Anwar’s Arrest Raises Tensions

Police, some wearing balaclava masks, descended on the home of Anwar Ibrahim Tuesday, arresting the opposition leader on charges of forcibly sodomizing a 23-year-old male aide. The move ratcheted up political tensions in Malaysia and sent Anwar’s supporters into the streets around the police station where he was being held.

At a time when Anwar seemed poised to seize power, the scene was reminiscent of a decade ago when Anwar was arrested on similar charges. About 20 officer in 10 cars arrived at about 1 pm as he was returning from filing a report with the Anti-Corruption Agency against the country’s police chief and attorney general, accusing them of fabricating evidence against him in his original trial for sexual perversion and corruption in 1998.

Parti Keadilan Rakyat, or the People’s Justice Party, of which Anwar is the defacto leader, issued a statement calling for calm and said he had intended to appear at the police station an hour later to give a statement concerning the latest round of charges. Anwar has filed a libel suit against the man who made the complaint and attempted to take the matter to Malaysia’s Islamic court.

### MATERIAL SHOWN
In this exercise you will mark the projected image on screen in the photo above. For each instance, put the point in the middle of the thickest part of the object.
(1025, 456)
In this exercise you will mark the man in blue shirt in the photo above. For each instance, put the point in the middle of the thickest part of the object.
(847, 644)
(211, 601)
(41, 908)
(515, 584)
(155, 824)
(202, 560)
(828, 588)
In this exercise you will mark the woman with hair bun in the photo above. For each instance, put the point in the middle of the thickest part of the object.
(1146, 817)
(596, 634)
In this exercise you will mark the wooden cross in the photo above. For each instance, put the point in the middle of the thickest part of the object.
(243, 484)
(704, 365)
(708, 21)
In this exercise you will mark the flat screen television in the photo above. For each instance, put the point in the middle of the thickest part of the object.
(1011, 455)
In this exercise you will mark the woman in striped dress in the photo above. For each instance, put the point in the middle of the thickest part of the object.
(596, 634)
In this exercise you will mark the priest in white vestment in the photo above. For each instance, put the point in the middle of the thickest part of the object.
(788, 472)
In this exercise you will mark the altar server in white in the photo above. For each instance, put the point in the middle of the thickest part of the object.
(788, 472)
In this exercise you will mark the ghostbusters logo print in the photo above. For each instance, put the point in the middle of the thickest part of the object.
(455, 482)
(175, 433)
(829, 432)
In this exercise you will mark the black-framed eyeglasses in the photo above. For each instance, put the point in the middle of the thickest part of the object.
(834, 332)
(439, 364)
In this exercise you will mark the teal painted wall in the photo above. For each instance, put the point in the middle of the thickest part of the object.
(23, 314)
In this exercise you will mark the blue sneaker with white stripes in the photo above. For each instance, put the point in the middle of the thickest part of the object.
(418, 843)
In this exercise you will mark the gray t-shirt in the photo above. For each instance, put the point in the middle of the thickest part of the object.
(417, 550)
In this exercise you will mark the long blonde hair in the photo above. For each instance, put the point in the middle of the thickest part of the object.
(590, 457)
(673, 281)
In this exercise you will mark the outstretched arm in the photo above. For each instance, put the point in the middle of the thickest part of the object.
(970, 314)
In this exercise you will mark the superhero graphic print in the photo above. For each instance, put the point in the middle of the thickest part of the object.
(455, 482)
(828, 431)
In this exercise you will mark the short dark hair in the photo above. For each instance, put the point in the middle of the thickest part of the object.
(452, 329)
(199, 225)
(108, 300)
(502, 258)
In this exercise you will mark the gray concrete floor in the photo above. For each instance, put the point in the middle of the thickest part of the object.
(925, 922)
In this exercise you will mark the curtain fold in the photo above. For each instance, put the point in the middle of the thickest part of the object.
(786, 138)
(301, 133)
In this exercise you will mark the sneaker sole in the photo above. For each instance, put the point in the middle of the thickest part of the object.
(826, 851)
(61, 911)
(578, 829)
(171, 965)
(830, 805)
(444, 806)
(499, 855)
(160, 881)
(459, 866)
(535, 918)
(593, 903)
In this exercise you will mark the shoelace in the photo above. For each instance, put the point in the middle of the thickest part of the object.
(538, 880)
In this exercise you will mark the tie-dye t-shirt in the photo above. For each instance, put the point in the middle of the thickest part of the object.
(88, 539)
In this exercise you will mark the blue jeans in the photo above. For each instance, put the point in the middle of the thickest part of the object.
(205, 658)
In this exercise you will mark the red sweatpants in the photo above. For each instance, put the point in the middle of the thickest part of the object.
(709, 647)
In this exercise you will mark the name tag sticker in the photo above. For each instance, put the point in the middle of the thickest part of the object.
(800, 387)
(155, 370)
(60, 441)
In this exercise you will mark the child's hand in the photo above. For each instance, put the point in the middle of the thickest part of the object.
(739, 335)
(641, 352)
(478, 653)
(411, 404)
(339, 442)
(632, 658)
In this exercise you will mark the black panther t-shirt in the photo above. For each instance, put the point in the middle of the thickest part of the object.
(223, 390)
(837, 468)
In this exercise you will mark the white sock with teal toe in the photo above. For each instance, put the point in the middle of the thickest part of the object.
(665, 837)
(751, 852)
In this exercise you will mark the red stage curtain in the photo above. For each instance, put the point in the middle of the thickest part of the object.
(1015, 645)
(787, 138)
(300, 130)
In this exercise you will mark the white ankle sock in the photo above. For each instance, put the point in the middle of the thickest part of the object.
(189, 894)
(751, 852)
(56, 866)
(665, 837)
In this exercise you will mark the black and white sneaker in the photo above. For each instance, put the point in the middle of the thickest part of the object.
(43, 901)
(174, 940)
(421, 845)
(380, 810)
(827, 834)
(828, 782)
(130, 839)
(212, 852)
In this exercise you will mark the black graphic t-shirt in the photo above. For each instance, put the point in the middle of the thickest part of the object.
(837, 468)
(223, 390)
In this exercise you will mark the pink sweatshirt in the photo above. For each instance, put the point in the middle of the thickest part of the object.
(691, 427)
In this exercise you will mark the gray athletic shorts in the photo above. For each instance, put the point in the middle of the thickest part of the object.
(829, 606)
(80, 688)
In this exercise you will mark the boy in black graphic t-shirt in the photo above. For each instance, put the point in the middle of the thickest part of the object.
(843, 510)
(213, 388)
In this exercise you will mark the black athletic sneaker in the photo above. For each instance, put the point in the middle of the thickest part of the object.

### PROBLEMS
1. Reproduce word for word the part of the article on Anwar's arrest that opens with the words containing "Parti Keadilan Rakyat, or" and closes with "Malaysia’s Islamic court.".
2. Condense the paragraph of the article on Anwar's arrest beginning "At a time when Anwar seemed poised" into a short bulleted list that keeps its main facts.
3. Continue the article on Anwar's arrest, picking up after its final sentence.
The items that come after the article on Anwar's arrest are separate material.

### RESPONSES PER TASK
1.
Parti Keadilan Rakyat, or the People’s Justice Party, of which Anwar is the defacto leader, issued a statement calling for calm and said he had intended to appear at the police station an hour later to give a statement concerning the latest round of charges. Anwar has filed a libel suit against the man who made the complaint and attempted to take the matter to Malaysia’s Islamic court.

2.
- The arrest came when Anwar seemed poised to seize power and recalled his arrest on similar charges a decade earlier.
- About 20 police in 10 cars arrived at about 1 pm.
- Anwar was returning from the Anti-Corruption Agency, where he had filed a report against the police chief and attorney general.
- The report accused them of fabricating evidence in his 1998 trial for sexual perversion and corruption.

3.
His supporters allege that the latest sexual perversion charges were trumped up in an effort to thwart his attempt to lodge charges against the country’s police chief, Musa Hassan, and attorney-general, Gani Patail, for fabricating the 1998 case against him. Musa was the lead investigating officer and Gani the head prosecutor at the controversial trial that many believe was a politically motivated plot to end Anwar’s career. The opposition figure was later released and has been poised to return to parliament — and perhaps take a shot at becoming Prime Minister

The arrest is only the latest in a series of lurid charges hurled by both the opposition and the ruling Barisan Nasional coalition since March elections that saw the Barisan lose its two-thirds majority in parliament for the first time in the country’s 50-year history. The intensifying struggle has driven down the stock market and raised concerns that political paralysis will affect the slumping economy.

“These events are deeply disturbing to us and indicate that this entire episode is a repeat of the actions taken against Anwar Ibrahim in 1998,” Anwar’s office said in a statement released Tuesday after his arrest. “During the last few weeks the government-owned mainstream media has demonized and vilified him. His staff has been harassed and we see a conspiracy being hatched to thwart the political change that is imminent in Malaysia."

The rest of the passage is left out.